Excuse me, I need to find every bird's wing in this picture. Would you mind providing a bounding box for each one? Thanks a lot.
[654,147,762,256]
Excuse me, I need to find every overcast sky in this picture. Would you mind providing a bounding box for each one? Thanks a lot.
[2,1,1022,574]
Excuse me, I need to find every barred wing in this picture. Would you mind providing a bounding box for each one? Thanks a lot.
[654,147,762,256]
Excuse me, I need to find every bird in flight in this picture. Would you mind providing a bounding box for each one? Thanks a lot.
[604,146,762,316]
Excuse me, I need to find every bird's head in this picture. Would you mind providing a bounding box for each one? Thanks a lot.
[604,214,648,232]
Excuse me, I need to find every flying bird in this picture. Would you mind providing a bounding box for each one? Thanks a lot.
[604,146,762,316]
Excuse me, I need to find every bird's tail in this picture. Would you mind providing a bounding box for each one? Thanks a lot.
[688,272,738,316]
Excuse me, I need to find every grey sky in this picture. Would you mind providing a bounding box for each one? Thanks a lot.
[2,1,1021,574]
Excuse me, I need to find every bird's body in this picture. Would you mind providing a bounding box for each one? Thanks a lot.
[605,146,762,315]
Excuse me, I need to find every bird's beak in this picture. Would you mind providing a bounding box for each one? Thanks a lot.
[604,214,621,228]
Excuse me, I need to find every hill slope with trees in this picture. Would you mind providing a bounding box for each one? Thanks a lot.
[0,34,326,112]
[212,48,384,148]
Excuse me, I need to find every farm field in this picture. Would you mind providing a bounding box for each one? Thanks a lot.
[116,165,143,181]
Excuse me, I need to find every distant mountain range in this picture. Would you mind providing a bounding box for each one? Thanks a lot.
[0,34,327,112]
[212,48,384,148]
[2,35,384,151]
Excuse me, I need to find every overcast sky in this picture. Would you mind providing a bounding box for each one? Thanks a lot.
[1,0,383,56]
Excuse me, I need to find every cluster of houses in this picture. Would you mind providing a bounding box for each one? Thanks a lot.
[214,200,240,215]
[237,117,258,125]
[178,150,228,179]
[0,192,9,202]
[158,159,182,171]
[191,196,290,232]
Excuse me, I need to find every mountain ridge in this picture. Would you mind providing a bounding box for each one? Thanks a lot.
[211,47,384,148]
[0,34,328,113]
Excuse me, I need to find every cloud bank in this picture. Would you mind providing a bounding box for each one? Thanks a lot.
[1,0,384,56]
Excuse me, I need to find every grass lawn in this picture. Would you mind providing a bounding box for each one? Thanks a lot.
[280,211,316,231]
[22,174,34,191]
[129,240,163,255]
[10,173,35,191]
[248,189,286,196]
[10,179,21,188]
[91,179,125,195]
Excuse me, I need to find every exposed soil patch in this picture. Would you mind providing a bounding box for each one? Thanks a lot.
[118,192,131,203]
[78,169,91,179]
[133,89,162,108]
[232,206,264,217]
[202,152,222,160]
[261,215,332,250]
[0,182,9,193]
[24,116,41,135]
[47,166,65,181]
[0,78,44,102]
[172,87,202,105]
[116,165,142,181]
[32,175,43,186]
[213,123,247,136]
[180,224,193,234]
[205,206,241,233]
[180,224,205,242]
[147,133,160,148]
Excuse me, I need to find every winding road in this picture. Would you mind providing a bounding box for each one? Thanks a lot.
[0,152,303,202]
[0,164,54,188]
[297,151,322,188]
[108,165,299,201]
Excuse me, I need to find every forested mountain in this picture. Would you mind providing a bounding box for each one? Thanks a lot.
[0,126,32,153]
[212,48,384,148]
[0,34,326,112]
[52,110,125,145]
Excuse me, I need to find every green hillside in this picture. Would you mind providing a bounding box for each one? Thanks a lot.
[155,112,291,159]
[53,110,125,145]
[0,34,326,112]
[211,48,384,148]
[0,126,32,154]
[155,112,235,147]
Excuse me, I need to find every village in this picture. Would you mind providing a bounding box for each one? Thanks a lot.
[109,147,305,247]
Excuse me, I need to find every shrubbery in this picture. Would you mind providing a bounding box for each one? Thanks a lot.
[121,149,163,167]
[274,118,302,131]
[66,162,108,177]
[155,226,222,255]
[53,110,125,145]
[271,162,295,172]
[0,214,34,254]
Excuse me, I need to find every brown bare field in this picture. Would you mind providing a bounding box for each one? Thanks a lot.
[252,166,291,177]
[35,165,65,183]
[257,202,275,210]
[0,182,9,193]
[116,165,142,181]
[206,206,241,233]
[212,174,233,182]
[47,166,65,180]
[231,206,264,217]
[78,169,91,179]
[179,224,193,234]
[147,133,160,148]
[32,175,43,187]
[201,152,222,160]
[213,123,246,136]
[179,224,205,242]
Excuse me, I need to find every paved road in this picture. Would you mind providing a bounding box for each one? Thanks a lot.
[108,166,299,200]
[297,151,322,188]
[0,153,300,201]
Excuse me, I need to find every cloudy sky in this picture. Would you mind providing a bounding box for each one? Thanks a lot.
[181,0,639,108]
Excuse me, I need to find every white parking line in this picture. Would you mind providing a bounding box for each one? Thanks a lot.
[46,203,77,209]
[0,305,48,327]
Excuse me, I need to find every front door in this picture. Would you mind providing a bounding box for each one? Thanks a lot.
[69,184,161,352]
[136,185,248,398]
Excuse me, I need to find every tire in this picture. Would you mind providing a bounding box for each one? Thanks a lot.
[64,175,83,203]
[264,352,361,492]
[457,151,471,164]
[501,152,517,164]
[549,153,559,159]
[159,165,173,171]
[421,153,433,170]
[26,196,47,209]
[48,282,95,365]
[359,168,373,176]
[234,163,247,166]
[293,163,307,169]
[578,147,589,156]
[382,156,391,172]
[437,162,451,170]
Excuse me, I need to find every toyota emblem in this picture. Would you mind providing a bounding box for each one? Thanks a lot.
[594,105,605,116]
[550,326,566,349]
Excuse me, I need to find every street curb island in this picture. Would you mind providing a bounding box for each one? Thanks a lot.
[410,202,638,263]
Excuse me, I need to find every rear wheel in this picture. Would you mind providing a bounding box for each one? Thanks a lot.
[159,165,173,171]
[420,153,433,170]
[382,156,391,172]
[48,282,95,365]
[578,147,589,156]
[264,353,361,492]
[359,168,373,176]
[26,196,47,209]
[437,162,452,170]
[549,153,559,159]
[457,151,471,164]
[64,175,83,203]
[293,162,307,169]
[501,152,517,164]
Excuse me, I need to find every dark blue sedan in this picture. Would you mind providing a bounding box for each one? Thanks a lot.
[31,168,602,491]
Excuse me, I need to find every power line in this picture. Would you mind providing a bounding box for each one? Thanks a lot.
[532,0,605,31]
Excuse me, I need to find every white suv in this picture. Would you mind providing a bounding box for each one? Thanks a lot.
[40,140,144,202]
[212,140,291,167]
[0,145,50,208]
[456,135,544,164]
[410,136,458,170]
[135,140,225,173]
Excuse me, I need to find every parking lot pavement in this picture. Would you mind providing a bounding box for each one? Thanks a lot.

▬▬▬▬▬▬

Problem statement> Whatever appears in the listing should be copied exactly and completely.

Task output>
Excuse me, I need to find every bird's wing in this picture. Would you mind providing a bounding box for each one? Thanks a lot.
[654,147,762,256]
Excuse me, I need to find every overcast sky in this picture. Would you mind providing a bounding box for each one? Thanks a lot.
[2,1,1022,574]
Excuse me, I need to find every barred wing in this picture. Would you mind providing a bounding box for each one? Thanks a lot.
[654,147,762,256]
Excuse me, I need to find every bird in flight in this picture. Would you mind providing a bounding box for each one? Thanks a lot.
[604,146,762,316]
Excuse me, I need to find every bird's head in this picture. Would you mind providing a bounding box for each one? Thanks a lot.
[604,214,648,232]
Excuse me, I need to find every flying bird in this picture. Would you mind providing a bounding box for each one? Thanks a lot.
[604,146,762,316]
Excuse me, I need to find every bird's tail in this picture. Would you mind providing a bounding box for each one? Thanks a lot.
[688,272,738,316]
Excuse me, I need to find every grey sky in this picture. Would you mind providing a bounding box for each one? Thanks a lot.
[2,1,1021,574]
Excuse me, I need to find every bird's body in this picture. Would you mind providing a bounding box for each one? Thanks a lot.
[605,146,762,315]
Excuse me, I need to find every bird's beak in this picture. Would you mind providing a bounding box for each one? Thanks a lot.
[604,214,621,228]
Excuse me, I need to find every hill slope with trees in this picture. Would you mind providing a bounding box for each one? Thanks a lot.
[0,34,326,112]
[212,48,384,148]
Excuse me, I need to find every farm field in this picture. Would you mind providing a bounding box for each one? Thanks a lot.
[116,165,143,181]
Excuse me, I need to find every distant mountain range in this picture. Would you mind providing a bounding box for each one? Thanks a lot.
[0,34,327,112]
[212,48,384,148]
[2,35,384,151]
Excuse me, I need to find every overcast sky in this picture. Would you mind providing a bounding box for each one? Thanks a lot.
[1,0,383,56]
Excuse me, I need to find every cluster of houses in this picture. Would you mind providing a bounding box for each one? Thanks a lot.
[214,200,240,215]
[237,117,258,125]
[178,150,228,179]
[0,192,9,202]
[158,159,182,171]
[191,196,290,232]
Excuse me, I need to find every mountain ridge in this picture. Would you mind providing a bounding box for each one? Thanks a lot.
[211,47,384,148]
[0,34,328,113]
Excuse me, I need to find every cloud bank in this picture. Would you mind providing a bounding box for each one? Thanks a lot.
[1,0,384,56]
Excuse me, I need to find every grass lawn in this picture. Would you mind providing a bounding box for each one? Thanks a lot.
[280,211,316,231]
[22,174,34,191]
[129,240,163,255]
[10,173,35,191]
[248,189,286,196]
[10,179,21,188]
[91,179,125,195]
Excuse me, I need to find every exposed soil patch in this picture. Would you mind providing a bounding box for each one? Thanks a lot.
[118,192,131,203]
[78,169,91,179]
[133,89,162,108]
[232,206,264,217]
[202,152,222,160]
[261,215,332,250]
[0,182,9,193]
[24,116,41,135]
[47,166,65,181]
[0,78,44,102]
[172,87,202,105]
[116,165,142,181]
[32,175,43,186]
[213,123,247,136]
[180,224,193,234]
[205,206,241,233]
[180,224,205,242]
[147,133,160,148]
Excuse me, I need to find every winding road in this picture. Would you mind providing a bounding box for each one? Thanks a lot.
[0,152,303,202]
[0,164,54,188]
[297,151,322,188]
[108,165,299,201]
Excuse me, I need to find every forested mountain in this picture. Would you mind providing a bounding box for each one? Thanks a lot.
[0,126,32,153]
[212,48,384,148]
[0,34,326,112]
[52,110,125,145]
Excuse me, I need to find every green hillside in this picture. Would you mind providing a bounding box for each one? Thanks a lot.
[155,112,291,159]
[53,110,125,145]
[0,34,326,112]
[211,48,384,148]
[0,126,32,154]
[155,112,235,147]
Excuse me, I need to find every village in this picture. Would you mind providing a bounding box for each one? Thanks a lot.
[109,147,305,247]
Excuse me, I need to find every shrubbery in this picture. Would you mind providing a bounding box for each one? Thanks a lot.
[121,149,163,167]
[274,118,302,131]
[66,162,108,177]
[155,226,222,255]
[53,110,125,145]
[271,162,295,172]
[0,214,34,254]
Excuse me, I need to find every brown bare field in this picture. Would you mind providing a bounding box for each one? Thanks a lot.
[252,166,291,177]
[35,165,65,183]
[257,202,275,210]
[0,182,9,193]
[116,165,142,181]
[206,206,241,233]
[212,174,233,182]
[47,166,65,180]
[231,206,264,217]
[78,169,91,179]
[179,224,193,234]
[147,133,160,148]
[32,175,43,187]
[201,152,222,160]
[213,123,246,136]
[179,224,205,242]
Excuse me, I need to find every paved road in this picture. Would you mind providing a bounding box for each one? Thanks a lot.
[108,166,299,200]
[297,151,322,188]
[0,153,300,201]
Excuse me, I need to find every cloudy sky in this picture. Would you mind providing a bounding box for each one? Thanks a lot.
[181,0,639,108]
Excuse me, I need to find every white parking line in this picture. Would you mind providing a bounding box for each one? Thanks a lot.
[46,203,77,209]
[0,305,48,327]
Excuse me, I need to find every front door in this picture. Would you mind providing a bounding box for each one? Thanks a lot.
[69,184,161,352]
[136,185,248,398]
Excuse me, I need to find every tire in this picture. Would you mind providing a bounding box for each one? Thanks a lot.
[64,175,83,203]
[264,352,361,492]
[457,151,471,164]
[501,152,517,164]
[549,153,559,159]
[159,165,173,171]
[421,153,433,170]
[26,196,47,209]
[48,282,95,365]
[359,168,373,176]
[234,163,247,166]
[293,163,307,169]
[578,147,589,156]
[382,156,391,172]
[437,162,451,170]
Excuse me, I need to find every toyota emblem in this picture. Would you mind providing a bounding box for each one? Thanks a lot.
[594,105,605,116]
[550,326,566,349]
Excuse me, I need to find every street curb island in this picture. Would you mind providing a bounding box for each one? Thanks a lot.
[410,202,638,263]
Excuse me, I need to find every rear wheel in this picture. Would you mind providing a bounding box for each one? Thanks a lot.
[159,165,173,171]
[420,153,433,170]
[382,156,391,172]
[48,282,95,365]
[578,147,589,156]
[264,353,361,492]
[359,168,373,176]
[26,196,47,209]
[437,162,452,170]
[549,153,559,159]
[457,151,471,164]
[64,175,83,203]
[293,162,307,169]
[501,152,517,164]
Excuse me, I need to find every dark blue sedan in this picture. Would you mind providing a bounding box for each one? Thanks a lot.
[31,168,602,491]
Excuse me, I need to find every power line in this picture. Would you mind providing a bounding box for each one? Thanks a lot.
[532,0,605,31]
Excuse me, I need to find every white suv in this picture. Would you mind providing a bounding box for each one? Thanks a lot.
[40,140,144,202]
[212,140,291,167]
[0,145,50,208]
[456,135,544,164]
[410,136,458,170]
[135,140,225,173]
Excuse me, I need to find every parking lot pavement in this picture. Would you mind providing a bounding box for each one? Thanks a lot.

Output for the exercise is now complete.